To do:
Convert the records below into a two-column CSV with the header row text,answer and one row per record. Put each record's wording under text and its answer under answer, wrap every field in double quotes, and replace line breaks with spaces.

Provided data:
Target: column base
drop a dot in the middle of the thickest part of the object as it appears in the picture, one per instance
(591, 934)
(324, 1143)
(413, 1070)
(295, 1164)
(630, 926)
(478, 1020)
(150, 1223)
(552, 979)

Task result:
text,answer
"Target: column base drop a dot in the middle of the thickest part of the object as it appears in the picture, one per instance","(591, 934) (324, 1143) (413, 1070) (295, 1164) (630, 926) (478, 1020) (150, 1223) (552, 979)"